_DATA SUPPLIED_

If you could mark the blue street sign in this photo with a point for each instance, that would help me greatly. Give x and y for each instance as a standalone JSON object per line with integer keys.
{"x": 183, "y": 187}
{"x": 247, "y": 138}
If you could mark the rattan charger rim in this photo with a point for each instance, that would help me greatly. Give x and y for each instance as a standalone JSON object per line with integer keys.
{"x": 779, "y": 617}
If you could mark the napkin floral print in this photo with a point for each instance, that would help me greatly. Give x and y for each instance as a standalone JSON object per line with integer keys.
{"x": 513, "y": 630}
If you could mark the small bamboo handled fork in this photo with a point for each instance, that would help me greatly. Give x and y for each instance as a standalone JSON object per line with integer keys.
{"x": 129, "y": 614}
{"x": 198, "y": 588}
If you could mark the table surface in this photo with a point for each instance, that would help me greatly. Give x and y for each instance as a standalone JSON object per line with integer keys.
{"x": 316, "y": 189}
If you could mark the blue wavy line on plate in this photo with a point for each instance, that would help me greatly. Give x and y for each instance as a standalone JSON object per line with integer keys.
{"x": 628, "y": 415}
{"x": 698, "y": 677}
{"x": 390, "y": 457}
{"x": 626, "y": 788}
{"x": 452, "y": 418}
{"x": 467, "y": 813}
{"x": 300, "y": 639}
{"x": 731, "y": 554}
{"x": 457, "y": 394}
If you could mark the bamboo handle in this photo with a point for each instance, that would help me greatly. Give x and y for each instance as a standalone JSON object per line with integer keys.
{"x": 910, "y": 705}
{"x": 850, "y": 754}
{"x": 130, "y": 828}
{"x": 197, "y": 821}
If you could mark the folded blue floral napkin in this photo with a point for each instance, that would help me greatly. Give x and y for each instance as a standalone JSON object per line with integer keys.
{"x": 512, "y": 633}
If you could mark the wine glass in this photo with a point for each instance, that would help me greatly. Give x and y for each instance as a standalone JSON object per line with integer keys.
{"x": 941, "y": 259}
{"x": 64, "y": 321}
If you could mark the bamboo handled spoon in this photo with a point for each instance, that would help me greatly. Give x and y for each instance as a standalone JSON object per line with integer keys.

_WHAT THE TASK ASKS_
Set the records down again in full, exactly as they read.

_TASK RESULT_
If you could mark the blue street sign in this photo with a point for each instance, that would help me greatly. Give x and y for each instance as a standalone JSON object per line with integer keys.
{"x": 183, "y": 187}
{"x": 247, "y": 138}
If you could mark the rattan charger rim in this photo with a point for each instance, that would help me greatly. Give x and y for each instance as a standalone JSON object per line with integer keys.
{"x": 779, "y": 617}
If you could mark the napkin floral print in this photo with a point for each instance, that would help me greatly. Give x and y for each instance as a standalone JSON object per line with integer keys.
{"x": 513, "y": 630}
If you could mark the small bamboo handled fork in this photo with a point for each instance, that would help me greatly. Give x and y for each instance as a standalone JSON object per line with integer keys.
{"x": 129, "y": 614}
{"x": 198, "y": 588}
If you could mark the table surface in this photo with a point for each instance, that would help me greatly. Give x and y for each instance as a standalone JSON object per line with integer keys.
{"x": 316, "y": 189}
If you could mark the blue wavy line on plate in this photo with a point for each instance, that would help me greatly. Give x and y for each instance as a standalone JSON object per line with integer keys.
{"x": 628, "y": 415}
{"x": 698, "y": 677}
{"x": 390, "y": 457}
{"x": 626, "y": 788}
{"x": 452, "y": 418}
{"x": 467, "y": 813}
{"x": 300, "y": 639}
{"x": 731, "y": 554}
{"x": 457, "y": 394}
If you could mark the bamboo handle in this photo with a point for each instance, that would help me greatly. Give x and y for each instance as a standalone JSON object per line with integer keys.
{"x": 910, "y": 705}
{"x": 850, "y": 754}
{"x": 130, "y": 828}
{"x": 197, "y": 821}
If you could mark the folded blue floral napkin in this photo with a point for each instance, that would help me greatly. Give x and y for each instance as a standalone JSON object per line with integer keys.
{"x": 512, "y": 633}
If you could mark the wine glass in this photo with a point for each instance, that would help me greatly. Give x and y for each instance as a standalone JSON object per line with integer keys.
{"x": 941, "y": 259}
{"x": 64, "y": 321}
If you could mark the bamboo handled spoon in this photo with a point for each instance, that would help me greatly. Give x and y for each instance as a standalone JSON object per line with integer keys.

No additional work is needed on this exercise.